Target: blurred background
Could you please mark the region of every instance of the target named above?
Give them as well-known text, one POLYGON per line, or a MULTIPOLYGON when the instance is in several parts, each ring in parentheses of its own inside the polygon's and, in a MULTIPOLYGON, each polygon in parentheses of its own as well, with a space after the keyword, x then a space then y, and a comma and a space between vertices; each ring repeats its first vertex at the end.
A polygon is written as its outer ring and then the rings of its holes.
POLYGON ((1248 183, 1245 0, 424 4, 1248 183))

====

Goal of the exercise: Look above for the line containing "A polygon is". Return it and each line after it exactly, through the last line, and nothing more.

Exercise result:
A polygon is written as its outer ring and then the rings of its holes.
POLYGON ((1248 183, 1245 0, 424 4, 1248 183))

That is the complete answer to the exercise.